- PASSAGE SHOWN:
I decided to have the doctor check out my heart. I told him of the recent death of my father. We discussed my weight loss – “the grief diet,” you know. At the end of the visit, my doctor said, “Your heart is fine, but I know it hurts.”

A grief counselor told me soon after my father’s death that I would need to drink a lot of water because of dehydration. She told me my heart would ache. I thought she was speaking metaphorically.

The one thing no one told me is that my brain would ache too. Yes, my brain. Headaches, poor concentration, losing stuff, visual disturbances, eye twitches. Oh, and my chest would hurt. I will feel this sudden urge to cry and holding it all in makes my throat and chest burn.

Finally, my muscles had their two cents. Twitching, aching, knots on my shoulders.

And let’s not forget the hair that has been falling out.

And insomnia.

I write this late on the eve of my first day at a new job. It’s the first job I’ve started without an encouraging phone call from my dad. I feel that loss in my body. And I’m reminded why I called this blog “The Grief Diet.” It’s been my diet the last few months and has helped me lose weight. I don’t recommend it. Try Weight Watchers instead.

Most days, I have a balanced diet. My life is more than my grief. But tonight, I’m afraid, I’m binging on grief and remembering that pain is as physical as it is emotional.

- WHAT YOU NEED TO DO:
a. Answer these questions about the blog post on grief:
(i) What did the grief counselor say the writer would need to drink a lot of?
(ii) What did the doctor say at the end of the visit?
(iii) What name did the writer give the blog?
b. Edit the stretch of the blog post on grief from "The one thing" through "And insomnia." so that "insomnia" becomes "sleeplessness".

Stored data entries

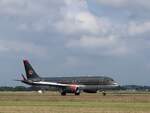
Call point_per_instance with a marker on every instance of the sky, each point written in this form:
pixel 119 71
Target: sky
pixel 76 37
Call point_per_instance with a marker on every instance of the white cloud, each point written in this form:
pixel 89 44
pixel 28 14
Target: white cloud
pixel 111 45
pixel 22 47
pixel 144 4
pixel 135 28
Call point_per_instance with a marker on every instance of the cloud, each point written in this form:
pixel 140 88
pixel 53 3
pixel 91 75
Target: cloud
pixel 145 4
pixel 111 45
pixel 139 28
pixel 22 47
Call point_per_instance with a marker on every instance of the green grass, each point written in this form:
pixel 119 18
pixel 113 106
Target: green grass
pixel 52 102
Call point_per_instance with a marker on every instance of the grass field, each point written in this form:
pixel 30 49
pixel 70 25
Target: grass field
pixel 52 102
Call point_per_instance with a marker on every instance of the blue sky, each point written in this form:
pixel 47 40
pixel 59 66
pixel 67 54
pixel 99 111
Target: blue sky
pixel 76 37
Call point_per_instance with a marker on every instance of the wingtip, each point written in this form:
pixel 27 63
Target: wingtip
pixel 25 60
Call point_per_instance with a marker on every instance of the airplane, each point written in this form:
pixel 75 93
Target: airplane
pixel 76 85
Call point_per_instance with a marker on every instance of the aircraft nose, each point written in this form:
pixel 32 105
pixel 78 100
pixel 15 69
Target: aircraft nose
pixel 115 84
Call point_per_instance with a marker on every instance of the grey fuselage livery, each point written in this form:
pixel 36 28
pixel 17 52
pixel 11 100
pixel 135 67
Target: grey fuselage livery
pixel 89 84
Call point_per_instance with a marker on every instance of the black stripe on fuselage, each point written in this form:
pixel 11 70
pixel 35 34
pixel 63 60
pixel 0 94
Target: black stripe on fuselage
pixel 83 80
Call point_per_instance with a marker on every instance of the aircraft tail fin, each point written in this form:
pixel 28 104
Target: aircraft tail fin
pixel 30 72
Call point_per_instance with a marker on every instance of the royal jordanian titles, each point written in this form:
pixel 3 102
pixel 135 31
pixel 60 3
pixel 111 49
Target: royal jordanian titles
pixel 76 85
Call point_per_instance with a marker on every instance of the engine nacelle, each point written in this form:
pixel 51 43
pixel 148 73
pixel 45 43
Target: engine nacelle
pixel 72 89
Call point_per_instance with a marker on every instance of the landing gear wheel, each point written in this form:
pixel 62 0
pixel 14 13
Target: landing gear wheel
pixel 103 93
pixel 63 93
pixel 77 94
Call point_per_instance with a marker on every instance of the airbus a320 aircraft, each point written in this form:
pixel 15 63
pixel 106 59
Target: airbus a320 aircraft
pixel 76 85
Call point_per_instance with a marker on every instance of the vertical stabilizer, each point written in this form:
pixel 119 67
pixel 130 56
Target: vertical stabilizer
pixel 30 73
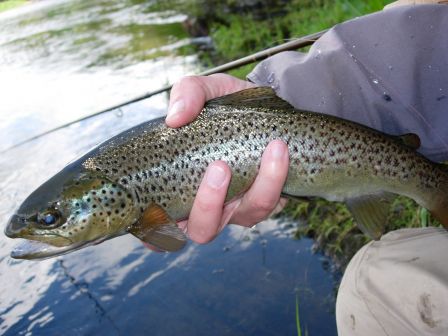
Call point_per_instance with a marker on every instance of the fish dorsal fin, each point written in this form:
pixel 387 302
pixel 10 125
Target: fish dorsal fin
pixel 259 97
pixel 156 228
pixel 370 213
pixel 411 140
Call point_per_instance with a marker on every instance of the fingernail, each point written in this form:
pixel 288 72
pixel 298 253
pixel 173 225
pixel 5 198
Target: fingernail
pixel 215 177
pixel 278 150
pixel 175 109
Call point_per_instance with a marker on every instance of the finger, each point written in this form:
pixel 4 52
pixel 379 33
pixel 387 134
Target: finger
pixel 264 194
pixel 189 95
pixel 205 216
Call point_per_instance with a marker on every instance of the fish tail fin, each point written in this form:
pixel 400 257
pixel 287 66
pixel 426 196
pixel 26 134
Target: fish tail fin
pixel 439 207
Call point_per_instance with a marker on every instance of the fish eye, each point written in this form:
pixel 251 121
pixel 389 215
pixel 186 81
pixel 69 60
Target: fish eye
pixel 50 219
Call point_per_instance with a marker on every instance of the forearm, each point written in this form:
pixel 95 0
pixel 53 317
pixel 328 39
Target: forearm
pixel 387 70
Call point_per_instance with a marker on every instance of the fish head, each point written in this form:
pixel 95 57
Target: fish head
pixel 73 209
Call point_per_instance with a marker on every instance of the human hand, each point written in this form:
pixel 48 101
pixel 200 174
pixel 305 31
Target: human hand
pixel 209 214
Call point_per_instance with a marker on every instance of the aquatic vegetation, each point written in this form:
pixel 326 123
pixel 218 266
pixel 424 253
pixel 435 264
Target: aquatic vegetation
pixel 9 4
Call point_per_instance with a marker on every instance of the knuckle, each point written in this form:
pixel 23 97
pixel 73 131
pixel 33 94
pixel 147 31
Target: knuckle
pixel 205 205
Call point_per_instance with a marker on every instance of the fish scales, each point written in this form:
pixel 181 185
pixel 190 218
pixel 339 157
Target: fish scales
pixel 146 178
pixel 165 166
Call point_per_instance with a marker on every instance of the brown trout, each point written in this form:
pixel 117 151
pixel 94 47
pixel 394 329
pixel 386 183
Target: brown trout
pixel 145 179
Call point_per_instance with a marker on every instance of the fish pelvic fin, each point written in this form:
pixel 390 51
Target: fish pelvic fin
pixel 156 228
pixel 370 213
pixel 259 97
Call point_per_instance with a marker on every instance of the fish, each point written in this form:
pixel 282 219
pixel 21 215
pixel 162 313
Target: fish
pixel 144 180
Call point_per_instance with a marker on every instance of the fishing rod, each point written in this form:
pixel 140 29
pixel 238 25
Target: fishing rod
pixel 297 43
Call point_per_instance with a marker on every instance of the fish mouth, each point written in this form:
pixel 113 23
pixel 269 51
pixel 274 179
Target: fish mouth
pixel 36 250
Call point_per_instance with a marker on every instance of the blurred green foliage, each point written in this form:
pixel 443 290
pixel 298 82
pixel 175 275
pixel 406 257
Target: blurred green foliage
pixel 9 4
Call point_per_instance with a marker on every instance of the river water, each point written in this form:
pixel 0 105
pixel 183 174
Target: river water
pixel 60 60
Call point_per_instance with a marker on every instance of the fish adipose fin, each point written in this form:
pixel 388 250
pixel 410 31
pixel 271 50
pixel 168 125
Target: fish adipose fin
pixel 370 213
pixel 259 97
pixel 156 228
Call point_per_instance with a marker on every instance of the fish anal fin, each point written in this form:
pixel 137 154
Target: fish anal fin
pixel 370 213
pixel 411 140
pixel 258 97
pixel 156 228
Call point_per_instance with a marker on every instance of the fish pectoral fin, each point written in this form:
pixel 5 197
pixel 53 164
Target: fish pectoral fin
pixel 370 213
pixel 156 228
pixel 411 140
pixel 263 96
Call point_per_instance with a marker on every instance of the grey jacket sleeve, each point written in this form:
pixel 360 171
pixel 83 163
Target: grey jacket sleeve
pixel 387 70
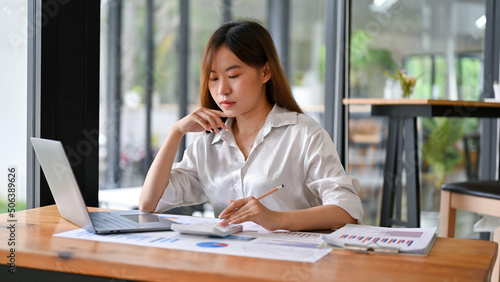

- RESPONSE LIST:
a.
(i) Water.
(ii) "Your heart is fine, but I know it hurts."
(iii) "The Grief Diet."

b.
The one thing no one told me is that my brain would ache too. Yes, my brain. Headaches, poor concentration, losing stuff, visual disturbances, eye twitches. Oh, and my chest would hurt. I will feel this sudden urge to cry and holding it all in makes my throat and chest burn.

Finally, my muscles had their two cents. Twitching, aching, knots on my shoulders.

And let’s not forget the hair that has been falling out.

And sleeplessness.